### PAGE EXTRACT
'Boston Globe' frames meaningful use in terms of patient safety

We've heard plenty comments about how CMS should weaken or delay regulations for meaningful use of EMRs because so many hospitals and physician offices simply won't be able to qualify for Medicare and Medicaid bonus payments by 2012 or even 2015, when penalties for non-use kick in. Nearly all of those critiques have come from organizations representing providers in some capacity.

So far, we've heard of a coalition of consumer groups speaking in favor of keeping the deadlines as is and the regulations as stringent as in the current proposal. HIMSS also has argued against watering down the regulations. (Cynics may note that the vendors that comprise much of HIMSS' membership would rather see their sales increase sooner rather than later.)

Put the editorial board of the Boston Globe into the latter camp, which frames the argument in terms of patient safety. "Under no circumstances should the administration backtrack on its threat," a Globe editorial says of the prospect of payment cuts for those that haven't adopted EMRs by 2015.
######
### DATA EXTRACT
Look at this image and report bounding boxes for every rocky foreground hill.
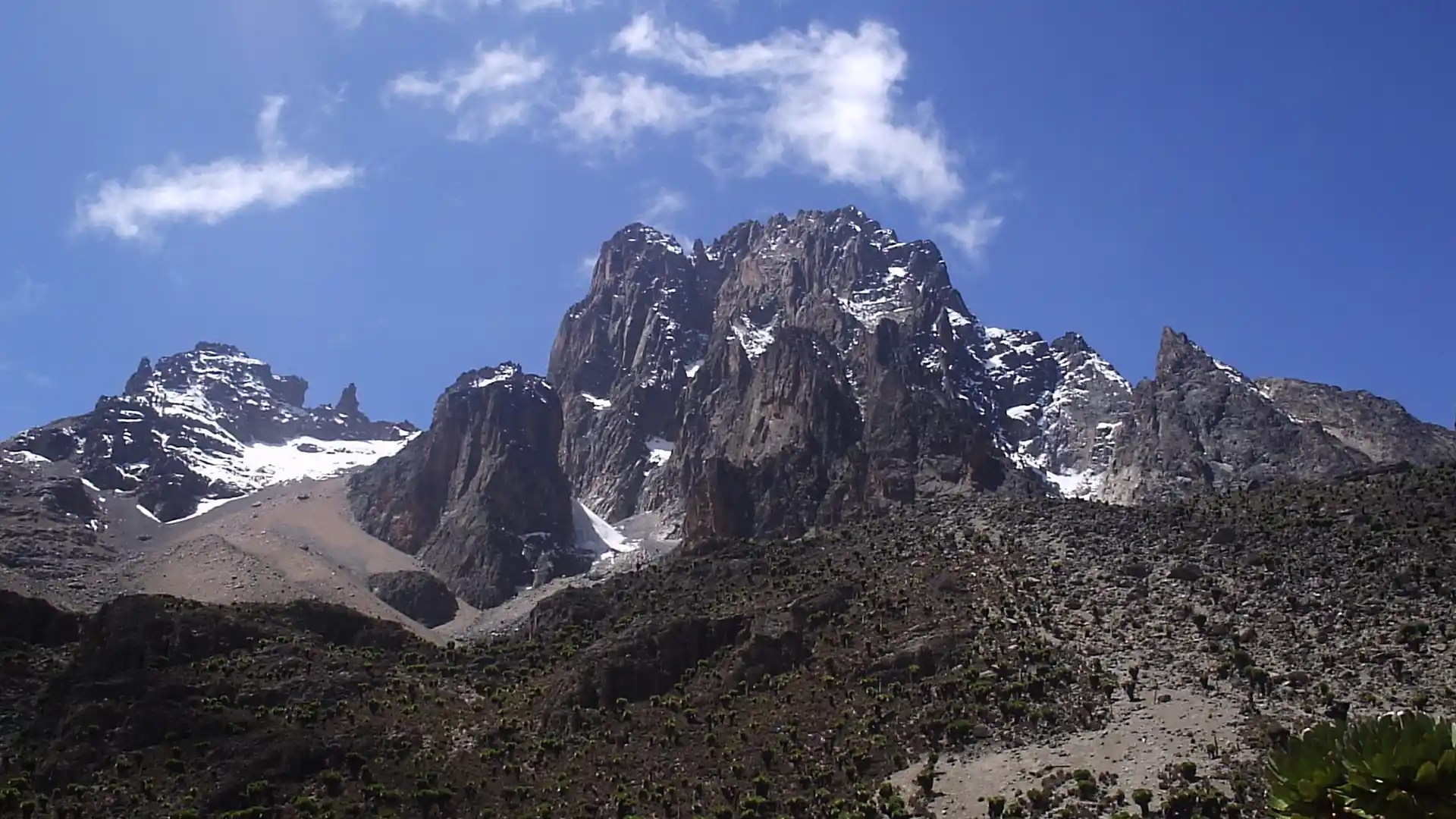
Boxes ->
[0,343,418,522]
[0,466,1456,817]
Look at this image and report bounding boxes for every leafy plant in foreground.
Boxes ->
[1268,711,1456,819]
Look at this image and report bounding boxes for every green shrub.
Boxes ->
[1268,711,1456,819]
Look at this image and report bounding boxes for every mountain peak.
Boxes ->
[6,341,416,520]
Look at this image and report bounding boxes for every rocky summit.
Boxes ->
[350,363,595,607]
[3,343,416,522]
[0,207,1456,819]
[549,207,1130,533]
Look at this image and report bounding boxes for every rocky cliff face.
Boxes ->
[3,343,416,522]
[348,363,592,607]
[1255,379,1456,466]
[551,207,1130,535]
[1098,328,1373,503]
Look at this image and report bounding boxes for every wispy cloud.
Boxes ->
[559,73,711,147]
[613,14,962,209]
[0,274,49,319]
[323,0,601,28]
[386,44,551,140]
[378,14,1003,261]
[638,188,687,224]
[76,96,362,240]
[939,204,1003,261]
[633,187,687,237]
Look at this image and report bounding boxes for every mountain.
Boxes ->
[0,343,418,522]
[1098,328,1374,503]
[548,207,1131,535]
[0,466,1456,819]
[348,363,597,607]
[1255,378,1456,466]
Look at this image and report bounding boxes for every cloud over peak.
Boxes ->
[76,96,362,240]
[613,14,964,210]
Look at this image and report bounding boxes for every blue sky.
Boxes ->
[0,0,1456,433]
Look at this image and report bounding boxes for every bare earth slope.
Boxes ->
[0,466,1456,819]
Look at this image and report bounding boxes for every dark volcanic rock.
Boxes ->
[1101,328,1370,503]
[0,452,115,599]
[548,224,723,520]
[3,343,416,520]
[369,571,459,628]
[1255,379,1456,466]
[551,207,1106,535]
[0,588,82,645]
[350,364,590,607]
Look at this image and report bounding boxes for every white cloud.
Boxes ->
[323,0,588,28]
[386,44,551,140]
[559,73,708,146]
[636,188,687,223]
[940,204,1003,261]
[76,96,362,239]
[613,14,964,210]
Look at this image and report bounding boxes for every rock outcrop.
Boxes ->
[0,343,416,520]
[551,207,1130,535]
[348,363,592,607]
[1098,328,1373,503]
[1255,378,1456,466]
[369,571,459,628]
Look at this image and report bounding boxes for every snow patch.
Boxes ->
[733,316,779,362]
[470,366,521,389]
[581,392,611,413]
[5,449,51,463]
[1044,469,1102,498]
[169,433,419,523]
[1006,403,1037,421]
[571,500,642,558]
[646,436,673,466]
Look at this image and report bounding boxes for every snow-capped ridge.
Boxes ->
[6,341,418,520]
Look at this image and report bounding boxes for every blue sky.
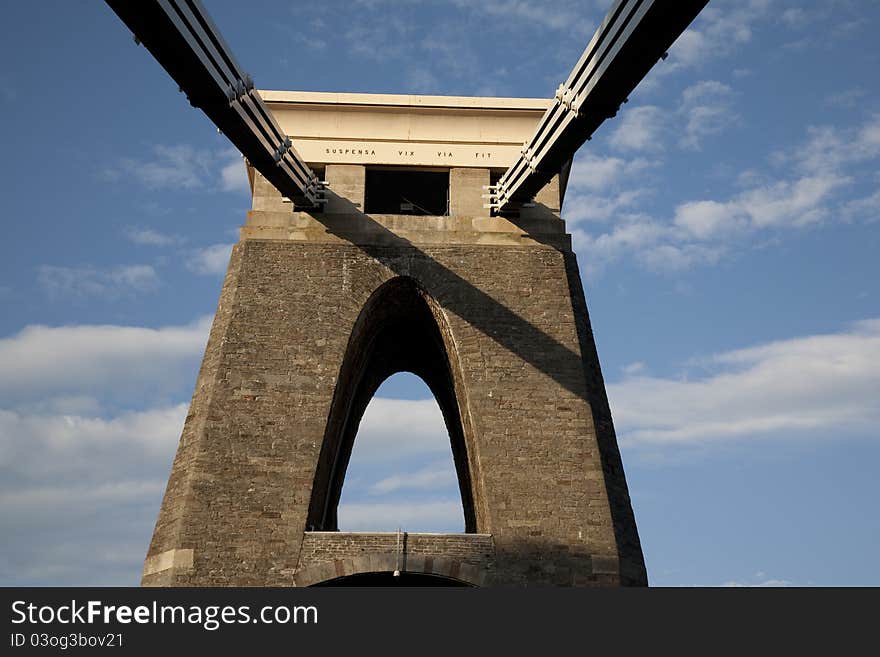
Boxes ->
[0,0,880,586]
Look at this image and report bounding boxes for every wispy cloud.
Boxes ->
[125,226,185,246]
[608,319,880,449]
[103,144,249,193]
[184,244,233,276]
[0,317,211,404]
[37,265,159,299]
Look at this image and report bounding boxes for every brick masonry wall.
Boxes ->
[143,209,646,585]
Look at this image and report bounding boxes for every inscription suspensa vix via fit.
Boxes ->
[107,0,706,586]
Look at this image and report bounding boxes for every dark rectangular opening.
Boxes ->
[364,169,449,216]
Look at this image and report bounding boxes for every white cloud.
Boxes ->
[564,189,648,224]
[608,319,880,447]
[220,150,251,196]
[659,0,771,72]
[339,500,464,532]
[105,144,213,189]
[721,579,794,588]
[103,144,250,193]
[568,151,659,192]
[608,105,664,151]
[0,404,187,586]
[0,317,211,404]
[37,265,159,299]
[679,80,737,150]
[351,397,452,463]
[185,244,234,276]
[125,226,184,246]
[369,459,458,495]
[673,201,746,239]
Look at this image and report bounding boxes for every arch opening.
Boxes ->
[337,372,464,533]
[307,277,478,533]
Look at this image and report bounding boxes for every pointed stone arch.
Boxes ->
[307,276,485,533]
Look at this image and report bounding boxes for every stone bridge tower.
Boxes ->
[143,92,647,586]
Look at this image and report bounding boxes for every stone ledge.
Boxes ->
[143,549,193,577]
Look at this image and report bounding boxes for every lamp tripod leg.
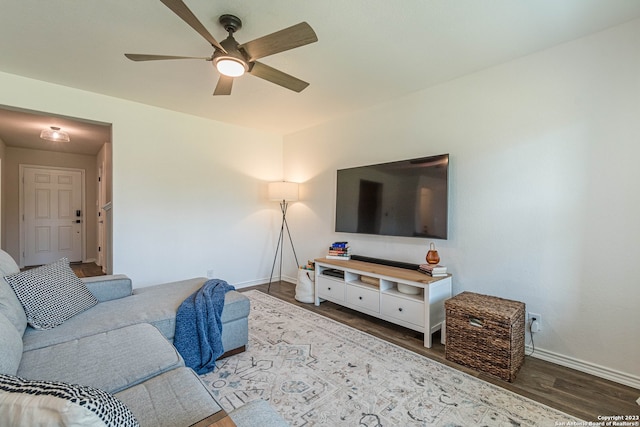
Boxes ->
[267,217,284,293]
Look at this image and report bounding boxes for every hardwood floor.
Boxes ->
[72,264,640,422]
[245,282,640,422]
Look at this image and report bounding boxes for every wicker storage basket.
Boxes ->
[444,292,525,381]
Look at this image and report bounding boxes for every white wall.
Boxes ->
[0,73,282,286]
[284,20,640,387]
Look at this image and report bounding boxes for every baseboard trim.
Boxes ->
[525,345,640,389]
[233,276,298,289]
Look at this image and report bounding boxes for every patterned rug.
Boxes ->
[202,290,578,427]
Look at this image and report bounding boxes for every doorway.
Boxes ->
[20,165,85,266]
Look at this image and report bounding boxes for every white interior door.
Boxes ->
[23,167,84,266]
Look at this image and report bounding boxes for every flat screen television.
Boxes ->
[335,154,449,239]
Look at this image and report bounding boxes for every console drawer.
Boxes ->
[380,294,424,327]
[347,285,380,313]
[318,275,345,302]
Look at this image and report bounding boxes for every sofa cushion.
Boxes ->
[115,368,221,427]
[0,313,22,375]
[22,278,249,351]
[17,323,184,393]
[80,274,133,302]
[0,375,139,427]
[5,258,98,329]
[0,249,27,335]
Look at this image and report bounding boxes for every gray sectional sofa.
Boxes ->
[0,250,287,427]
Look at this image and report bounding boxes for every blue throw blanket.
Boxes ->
[173,279,235,375]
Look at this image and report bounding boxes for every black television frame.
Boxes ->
[334,154,449,240]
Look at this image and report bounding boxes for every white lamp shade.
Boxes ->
[269,181,298,202]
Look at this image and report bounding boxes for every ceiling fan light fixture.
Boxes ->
[40,126,71,142]
[215,56,249,77]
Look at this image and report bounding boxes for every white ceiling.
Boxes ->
[0,0,640,152]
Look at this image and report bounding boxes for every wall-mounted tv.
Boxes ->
[336,154,449,239]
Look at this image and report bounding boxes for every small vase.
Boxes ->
[427,242,440,264]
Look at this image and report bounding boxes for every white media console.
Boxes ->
[314,258,451,348]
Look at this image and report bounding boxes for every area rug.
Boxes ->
[201,290,578,427]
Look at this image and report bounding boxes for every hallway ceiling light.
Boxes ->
[40,126,70,142]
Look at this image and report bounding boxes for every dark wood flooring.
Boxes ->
[72,264,640,422]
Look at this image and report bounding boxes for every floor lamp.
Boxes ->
[267,181,300,293]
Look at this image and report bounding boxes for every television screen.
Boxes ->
[336,154,449,239]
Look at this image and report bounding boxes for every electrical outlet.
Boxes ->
[527,312,542,333]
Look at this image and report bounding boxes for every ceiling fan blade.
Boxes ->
[124,53,211,61]
[213,74,233,95]
[160,0,227,53]
[239,22,318,61]
[249,62,309,92]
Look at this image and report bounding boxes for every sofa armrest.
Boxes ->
[80,274,133,302]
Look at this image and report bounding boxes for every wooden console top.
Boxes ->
[315,258,450,285]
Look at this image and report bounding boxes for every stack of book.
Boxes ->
[418,264,447,277]
[327,242,351,260]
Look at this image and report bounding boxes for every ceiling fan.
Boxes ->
[124,0,318,95]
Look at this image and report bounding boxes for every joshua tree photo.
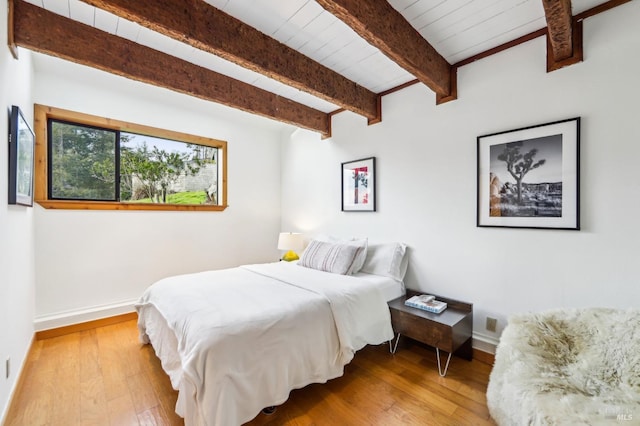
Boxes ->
[498,141,547,204]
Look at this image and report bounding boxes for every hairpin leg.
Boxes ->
[436,348,452,377]
[389,333,400,354]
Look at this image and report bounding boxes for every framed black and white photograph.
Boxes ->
[9,105,35,206]
[477,117,580,230]
[342,157,376,212]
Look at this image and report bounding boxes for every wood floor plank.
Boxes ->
[107,393,139,426]
[5,320,495,426]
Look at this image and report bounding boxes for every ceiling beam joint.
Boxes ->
[13,0,331,137]
[316,0,455,100]
[82,0,380,120]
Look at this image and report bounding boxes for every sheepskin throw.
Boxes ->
[487,308,640,426]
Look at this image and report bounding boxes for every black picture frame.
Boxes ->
[476,117,580,230]
[8,105,35,207]
[340,157,376,212]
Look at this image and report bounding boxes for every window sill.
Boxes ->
[35,200,228,212]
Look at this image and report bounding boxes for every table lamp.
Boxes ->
[278,232,303,262]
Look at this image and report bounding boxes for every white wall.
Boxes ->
[34,54,283,329]
[0,2,35,423]
[282,2,640,346]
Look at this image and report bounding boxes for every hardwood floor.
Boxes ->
[5,321,495,426]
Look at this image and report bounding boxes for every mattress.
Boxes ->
[137,262,404,425]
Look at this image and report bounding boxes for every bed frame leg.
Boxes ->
[262,405,276,416]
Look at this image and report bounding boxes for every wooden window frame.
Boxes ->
[34,104,228,211]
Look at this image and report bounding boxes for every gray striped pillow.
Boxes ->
[298,240,363,275]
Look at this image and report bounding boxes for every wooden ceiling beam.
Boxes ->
[316,0,455,100]
[542,0,573,61]
[542,0,582,71]
[82,0,380,121]
[12,0,331,137]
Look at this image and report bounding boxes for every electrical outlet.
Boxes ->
[486,317,498,332]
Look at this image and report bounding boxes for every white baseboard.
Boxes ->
[0,335,35,425]
[33,299,137,331]
[471,333,500,355]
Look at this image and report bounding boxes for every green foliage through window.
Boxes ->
[48,119,220,205]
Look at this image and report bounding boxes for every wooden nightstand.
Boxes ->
[389,290,473,377]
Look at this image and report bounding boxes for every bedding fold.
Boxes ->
[136,262,393,426]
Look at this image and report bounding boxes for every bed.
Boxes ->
[136,241,406,426]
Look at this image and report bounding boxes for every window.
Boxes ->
[35,105,226,210]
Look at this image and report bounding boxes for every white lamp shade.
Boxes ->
[278,232,304,251]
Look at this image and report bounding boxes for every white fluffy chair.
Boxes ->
[487,308,640,426]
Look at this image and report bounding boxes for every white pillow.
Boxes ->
[361,243,409,281]
[298,240,362,275]
[314,234,369,275]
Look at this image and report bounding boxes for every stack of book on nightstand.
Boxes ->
[404,294,447,314]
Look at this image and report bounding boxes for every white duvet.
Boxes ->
[136,262,393,426]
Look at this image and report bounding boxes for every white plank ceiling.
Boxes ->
[27,0,606,112]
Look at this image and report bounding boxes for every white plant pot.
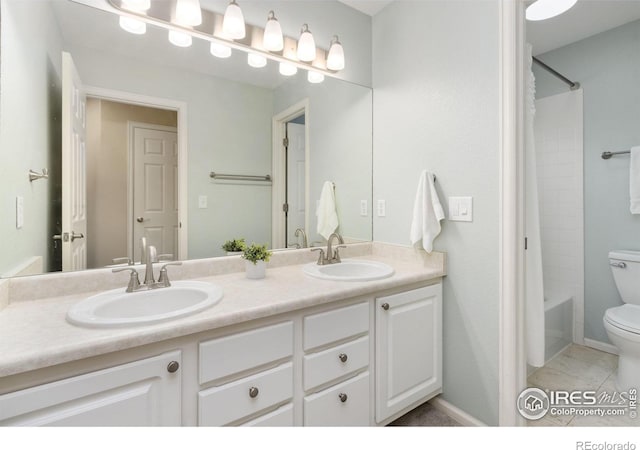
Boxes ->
[244,261,267,280]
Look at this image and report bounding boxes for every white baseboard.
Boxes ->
[584,338,618,355]
[429,396,487,427]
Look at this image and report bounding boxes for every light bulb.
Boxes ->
[526,0,578,21]
[169,30,192,47]
[247,53,267,69]
[209,42,231,58]
[327,36,344,70]
[120,16,147,34]
[262,11,284,52]
[222,0,246,39]
[122,0,151,11]
[307,70,324,84]
[298,23,316,62]
[280,63,298,77]
[174,0,202,27]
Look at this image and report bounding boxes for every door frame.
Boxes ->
[127,120,180,261]
[271,98,311,248]
[85,86,189,261]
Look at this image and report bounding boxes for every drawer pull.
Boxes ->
[249,386,260,398]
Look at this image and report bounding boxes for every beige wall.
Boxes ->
[87,98,177,268]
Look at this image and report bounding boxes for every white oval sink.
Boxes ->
[302,259,394,281]
[67,281,222,328]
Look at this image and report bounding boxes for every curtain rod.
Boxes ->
[532,56,580,91]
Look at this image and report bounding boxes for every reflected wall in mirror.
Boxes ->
[0,0,372,277]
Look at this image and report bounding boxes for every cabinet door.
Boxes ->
[0,351,182,426]
[375,283,442,422]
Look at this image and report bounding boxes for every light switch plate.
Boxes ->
[449,197,473,222]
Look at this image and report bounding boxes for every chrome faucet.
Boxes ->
[295,228,309,248]
[311,233,347,266]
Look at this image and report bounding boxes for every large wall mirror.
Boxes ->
[0,0,372,277]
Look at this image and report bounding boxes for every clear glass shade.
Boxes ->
[298,24,316,62]
[169,30,193,47]
[174,0,202,27]
[262,11,284,52]
[527,0,578,21]
[120,16,147,34]
[222,0,246,39]
[209,42,231,58]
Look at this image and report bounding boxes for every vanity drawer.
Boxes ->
[304,302,369,350]
[198,362,293,426]
[199,322,293,384]
[303,336,369,391]
[304,372,369,427]
[240,403,294,427]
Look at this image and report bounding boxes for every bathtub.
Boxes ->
[544,293,573,363]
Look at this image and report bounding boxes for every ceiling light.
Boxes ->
[298,23,316,62]
[174,0,202,27]
[307,70,324,84]
[120,16,147,34]
[247,53,267,69]
[280,63,298,77]
[527,0,578,21]
[222,0,246,39]
[169,30,192,47]
[327,36,344,70]
[209,42,231,58]
[262,11,284,52]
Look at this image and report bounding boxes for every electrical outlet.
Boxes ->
[360,200,369,217]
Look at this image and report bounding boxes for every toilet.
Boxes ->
[603,250,640,391]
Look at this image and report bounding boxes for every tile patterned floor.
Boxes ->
[528,344,640,427]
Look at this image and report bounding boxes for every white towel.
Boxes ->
[629,147,640,214]
[410,170,444,253]
[316,181,339,239]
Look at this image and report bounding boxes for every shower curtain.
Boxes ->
[524,44,544,367]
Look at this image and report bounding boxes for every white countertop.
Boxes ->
[0,251,445,377]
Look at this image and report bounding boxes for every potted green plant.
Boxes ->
[222,238,247,256]
[242,243,271,280]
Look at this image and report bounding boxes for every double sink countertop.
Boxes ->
[0,243,446,377]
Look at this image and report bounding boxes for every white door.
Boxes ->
[287,122,308,247]
[375,283,442,423]
[61,52,87,271]
[131,125,179,261]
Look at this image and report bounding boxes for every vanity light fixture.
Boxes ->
[175,0,202,27]
[247,52,267,69]
[327,36,344,70]
[222,0,246,39]
[526,0,578,21]
[209,42,231,58]
[298,23,316,62]
[169,30,193,47]
[262,11,284,52]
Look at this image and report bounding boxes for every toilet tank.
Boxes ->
[609,250,640,305]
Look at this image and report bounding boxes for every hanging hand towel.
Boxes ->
[410,170,444,253]
[316,181,339,239]
[629,147,640,214]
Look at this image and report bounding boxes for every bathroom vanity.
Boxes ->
[0,244,445,426]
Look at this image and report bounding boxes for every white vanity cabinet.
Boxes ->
[375,283,442,423]
[0,351,182,426]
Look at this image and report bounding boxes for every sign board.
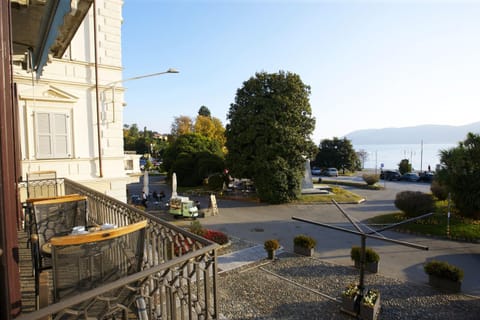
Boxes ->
[208,194,218,216]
######
### WHAT YOU NEED TO DO:
A: Reproduce the stretch of the meaningful use article from "We've heard plenty" through "rather than later.)".
B: Carry the meaningful use article forward from its final sentence.
The data above stands apart from the meaningful use article.

### ANSWERS FOR EACH ITEM:
A:
We've heard plenty comments about how CMS should weaken or delay regulations for meaningful use of EMRs because so many hospitals and physician offices simply won't be able to qualify for Medicare and Medicaid bonus payments by 2012 or even 2015, when penalties for non-use kick in. Nearly all of those critiques have come from organizations representing providers in some capacity.

So far, we've heard of a coalition of consumer groups speaking in favor of keeping the deadlines as is and the regulations as stringent as in the current proposal. HIMSS also has argued against watering down the regulations. (Cynics may note that the vendors that comprise much of HIMSS' membership would rather see their sales increase sooner rather than later.)

B:
"Even with the incentive of billions of federal dollars to cover much of the cost of the transition [to EMRs], doctors and hospitals have been slow to take even the first steps toward conversion. Apparently, they feel little or no responsibility for symptoms that get misdiagnosed because of inadequate information about a patient's past medical care, let alone the tests that get repeated because no one has a record of the previous results," the paper editorializes.

"[T]he ultimate responsibility belongs to the doctors and hospitals who are putting their own habits ahead of the clearly demonstrated needs of their patients--and of the taxpayers who foot the cost of many medical bills."